[Opening DATA SUPPLIED section]
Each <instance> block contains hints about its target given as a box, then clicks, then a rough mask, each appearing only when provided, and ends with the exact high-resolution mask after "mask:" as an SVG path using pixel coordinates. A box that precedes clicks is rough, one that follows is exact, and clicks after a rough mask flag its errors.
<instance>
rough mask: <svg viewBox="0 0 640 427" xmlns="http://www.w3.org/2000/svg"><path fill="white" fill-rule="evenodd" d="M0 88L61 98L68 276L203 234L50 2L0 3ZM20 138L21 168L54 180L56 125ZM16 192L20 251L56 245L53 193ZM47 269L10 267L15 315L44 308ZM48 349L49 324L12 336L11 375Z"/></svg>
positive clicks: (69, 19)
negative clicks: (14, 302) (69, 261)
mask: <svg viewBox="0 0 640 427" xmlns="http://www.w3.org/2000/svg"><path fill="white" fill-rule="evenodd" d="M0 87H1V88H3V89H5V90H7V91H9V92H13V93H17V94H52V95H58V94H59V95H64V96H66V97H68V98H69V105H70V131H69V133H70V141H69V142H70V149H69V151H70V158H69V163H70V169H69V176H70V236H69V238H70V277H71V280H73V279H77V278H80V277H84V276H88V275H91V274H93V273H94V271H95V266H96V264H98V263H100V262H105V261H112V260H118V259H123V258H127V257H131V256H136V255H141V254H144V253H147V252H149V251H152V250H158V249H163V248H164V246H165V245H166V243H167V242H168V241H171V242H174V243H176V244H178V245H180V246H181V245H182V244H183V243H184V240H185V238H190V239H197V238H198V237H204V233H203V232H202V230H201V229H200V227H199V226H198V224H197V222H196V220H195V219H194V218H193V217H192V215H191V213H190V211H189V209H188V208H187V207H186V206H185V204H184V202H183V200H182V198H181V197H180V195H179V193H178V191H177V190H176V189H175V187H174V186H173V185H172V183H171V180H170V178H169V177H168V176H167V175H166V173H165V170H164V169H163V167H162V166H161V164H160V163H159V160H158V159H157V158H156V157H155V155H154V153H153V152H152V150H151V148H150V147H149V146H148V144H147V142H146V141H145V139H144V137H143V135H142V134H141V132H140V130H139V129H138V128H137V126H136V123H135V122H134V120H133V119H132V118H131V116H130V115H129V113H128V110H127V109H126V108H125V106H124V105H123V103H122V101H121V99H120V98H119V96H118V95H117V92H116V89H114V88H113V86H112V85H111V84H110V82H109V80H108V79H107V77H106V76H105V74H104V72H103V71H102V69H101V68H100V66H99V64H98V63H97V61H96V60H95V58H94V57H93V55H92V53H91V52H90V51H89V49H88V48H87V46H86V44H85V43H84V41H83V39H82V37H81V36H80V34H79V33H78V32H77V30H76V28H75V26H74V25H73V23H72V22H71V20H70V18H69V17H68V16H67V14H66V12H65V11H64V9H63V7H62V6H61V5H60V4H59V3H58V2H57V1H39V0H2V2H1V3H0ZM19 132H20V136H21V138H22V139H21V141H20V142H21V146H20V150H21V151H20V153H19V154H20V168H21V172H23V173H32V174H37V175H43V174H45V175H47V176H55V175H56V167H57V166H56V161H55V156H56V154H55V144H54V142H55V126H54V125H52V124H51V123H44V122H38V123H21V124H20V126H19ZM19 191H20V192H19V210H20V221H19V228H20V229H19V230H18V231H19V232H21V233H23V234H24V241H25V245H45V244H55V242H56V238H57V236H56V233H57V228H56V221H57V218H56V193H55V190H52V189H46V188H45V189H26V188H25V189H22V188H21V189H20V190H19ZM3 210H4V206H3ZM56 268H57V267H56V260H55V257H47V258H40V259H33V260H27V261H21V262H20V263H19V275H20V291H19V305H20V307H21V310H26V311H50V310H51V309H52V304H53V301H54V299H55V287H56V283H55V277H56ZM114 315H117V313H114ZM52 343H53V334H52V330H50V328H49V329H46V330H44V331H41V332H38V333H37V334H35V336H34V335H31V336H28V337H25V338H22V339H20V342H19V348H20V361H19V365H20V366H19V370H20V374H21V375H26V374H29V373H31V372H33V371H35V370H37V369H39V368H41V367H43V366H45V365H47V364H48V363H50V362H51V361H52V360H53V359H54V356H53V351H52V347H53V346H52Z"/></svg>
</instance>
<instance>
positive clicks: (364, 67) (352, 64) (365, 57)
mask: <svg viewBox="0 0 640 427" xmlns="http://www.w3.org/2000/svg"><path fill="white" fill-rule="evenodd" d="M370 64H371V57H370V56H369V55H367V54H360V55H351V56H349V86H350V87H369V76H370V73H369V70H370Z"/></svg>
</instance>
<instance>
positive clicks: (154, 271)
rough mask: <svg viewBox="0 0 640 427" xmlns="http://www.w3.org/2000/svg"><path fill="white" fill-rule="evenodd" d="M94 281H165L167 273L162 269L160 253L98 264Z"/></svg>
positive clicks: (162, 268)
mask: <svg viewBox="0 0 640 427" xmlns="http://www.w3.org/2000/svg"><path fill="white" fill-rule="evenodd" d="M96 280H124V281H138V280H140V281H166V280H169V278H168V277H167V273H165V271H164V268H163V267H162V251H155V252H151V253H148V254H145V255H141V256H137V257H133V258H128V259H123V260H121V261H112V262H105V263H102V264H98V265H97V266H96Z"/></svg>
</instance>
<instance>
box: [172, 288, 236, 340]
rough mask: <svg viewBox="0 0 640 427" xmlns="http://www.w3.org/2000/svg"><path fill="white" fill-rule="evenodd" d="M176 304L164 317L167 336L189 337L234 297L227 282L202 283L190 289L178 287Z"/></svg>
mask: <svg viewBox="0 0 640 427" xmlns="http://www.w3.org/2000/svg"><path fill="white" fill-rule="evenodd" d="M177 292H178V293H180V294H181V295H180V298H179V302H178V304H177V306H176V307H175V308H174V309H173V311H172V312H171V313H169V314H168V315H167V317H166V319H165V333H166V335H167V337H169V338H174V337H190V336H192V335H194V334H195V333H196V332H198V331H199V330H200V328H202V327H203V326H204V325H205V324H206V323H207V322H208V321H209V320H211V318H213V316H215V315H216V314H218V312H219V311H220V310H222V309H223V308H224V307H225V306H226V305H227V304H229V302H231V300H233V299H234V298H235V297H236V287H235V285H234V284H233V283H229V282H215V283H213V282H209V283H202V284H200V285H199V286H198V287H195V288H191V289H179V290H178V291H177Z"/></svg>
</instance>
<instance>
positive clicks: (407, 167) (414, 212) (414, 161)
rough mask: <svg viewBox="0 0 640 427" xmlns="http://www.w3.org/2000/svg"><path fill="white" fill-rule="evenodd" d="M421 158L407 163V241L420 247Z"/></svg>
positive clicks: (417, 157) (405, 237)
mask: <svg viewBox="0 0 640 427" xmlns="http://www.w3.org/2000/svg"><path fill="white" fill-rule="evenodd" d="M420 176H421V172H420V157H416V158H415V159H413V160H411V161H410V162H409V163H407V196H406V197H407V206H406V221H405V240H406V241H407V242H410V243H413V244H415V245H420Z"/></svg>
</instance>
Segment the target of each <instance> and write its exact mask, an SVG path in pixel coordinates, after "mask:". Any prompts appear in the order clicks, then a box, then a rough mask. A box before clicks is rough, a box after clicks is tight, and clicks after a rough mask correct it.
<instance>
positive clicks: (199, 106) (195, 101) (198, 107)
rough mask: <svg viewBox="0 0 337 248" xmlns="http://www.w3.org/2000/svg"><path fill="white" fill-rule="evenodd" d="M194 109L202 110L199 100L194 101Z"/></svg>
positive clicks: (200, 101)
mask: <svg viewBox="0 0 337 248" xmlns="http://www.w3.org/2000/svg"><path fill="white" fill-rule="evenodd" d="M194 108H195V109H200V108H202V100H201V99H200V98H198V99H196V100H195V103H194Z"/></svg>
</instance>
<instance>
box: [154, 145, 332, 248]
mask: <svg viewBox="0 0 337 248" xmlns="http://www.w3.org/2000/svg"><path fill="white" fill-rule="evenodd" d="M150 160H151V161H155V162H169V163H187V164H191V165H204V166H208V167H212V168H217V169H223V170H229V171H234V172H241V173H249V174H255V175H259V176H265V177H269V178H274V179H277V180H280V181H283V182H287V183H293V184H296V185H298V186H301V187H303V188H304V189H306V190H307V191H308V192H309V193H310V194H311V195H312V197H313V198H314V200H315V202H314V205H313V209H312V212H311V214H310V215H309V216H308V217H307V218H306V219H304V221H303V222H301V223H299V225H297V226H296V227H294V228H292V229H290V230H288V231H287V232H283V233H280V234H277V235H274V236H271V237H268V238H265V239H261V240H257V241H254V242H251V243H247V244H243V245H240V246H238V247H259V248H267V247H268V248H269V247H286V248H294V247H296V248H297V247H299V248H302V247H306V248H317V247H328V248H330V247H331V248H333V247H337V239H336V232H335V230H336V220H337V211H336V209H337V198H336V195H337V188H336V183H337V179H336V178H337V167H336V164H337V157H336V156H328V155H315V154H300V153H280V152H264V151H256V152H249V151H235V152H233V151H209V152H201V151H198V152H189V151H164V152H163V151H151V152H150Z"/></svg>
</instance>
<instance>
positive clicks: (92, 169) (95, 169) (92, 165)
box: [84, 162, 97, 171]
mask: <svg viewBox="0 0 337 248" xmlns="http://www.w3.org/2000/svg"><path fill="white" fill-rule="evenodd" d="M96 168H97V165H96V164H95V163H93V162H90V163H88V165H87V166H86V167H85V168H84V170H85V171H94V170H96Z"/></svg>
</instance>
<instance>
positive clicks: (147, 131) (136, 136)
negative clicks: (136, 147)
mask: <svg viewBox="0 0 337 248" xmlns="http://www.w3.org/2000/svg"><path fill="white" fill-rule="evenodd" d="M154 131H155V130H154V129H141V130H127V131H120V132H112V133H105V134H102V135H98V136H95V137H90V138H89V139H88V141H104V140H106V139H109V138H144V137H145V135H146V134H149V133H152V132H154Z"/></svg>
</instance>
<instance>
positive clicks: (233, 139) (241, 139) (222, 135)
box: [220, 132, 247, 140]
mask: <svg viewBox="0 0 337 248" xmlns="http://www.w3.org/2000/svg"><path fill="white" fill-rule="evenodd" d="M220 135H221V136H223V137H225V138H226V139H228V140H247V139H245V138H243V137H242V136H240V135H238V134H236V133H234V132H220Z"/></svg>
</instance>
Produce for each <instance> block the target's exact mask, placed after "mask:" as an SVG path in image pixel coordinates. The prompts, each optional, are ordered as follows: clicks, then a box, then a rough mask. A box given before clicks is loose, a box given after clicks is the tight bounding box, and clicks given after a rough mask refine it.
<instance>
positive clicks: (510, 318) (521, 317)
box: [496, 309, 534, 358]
[Closing DATA SUPPLIED section]
WHAT TO WORK ON:
Render the stretch from the start of the records through the line containing "positive clicks: (69, 19)" as a numbered list, leaving out any blank lines.

SOLUTION TO THE PROBLEM:
1. Each <instance> block contains hints about its target given as a box, then clicks, then a rough mask, each appearing only when provided, and ends with the exact high-resolution mask after "mask:" as an SVG path using pixel coordinates. A box that precedes clicks is rough, one that follows is exact, and clicks after a rough mask flag its errors.
2. <instance>
3. rough mask: <svg viewBox="0 0 640 427" xmlns="http://www.w3.org/2000/svg"><path fill="white" fill-rule="evenodd" d="M0 88L61 98L68 276L203 234L50 2L0 3ZM20 138L21 168L54 180L56 125ZM16 192L20 251L56 245L53 193ZM47 269L10 267L15 315L44 308ZM48 349L49 324L12 336L11 375Z"/></svg>
4. positive clicks: (69, 19)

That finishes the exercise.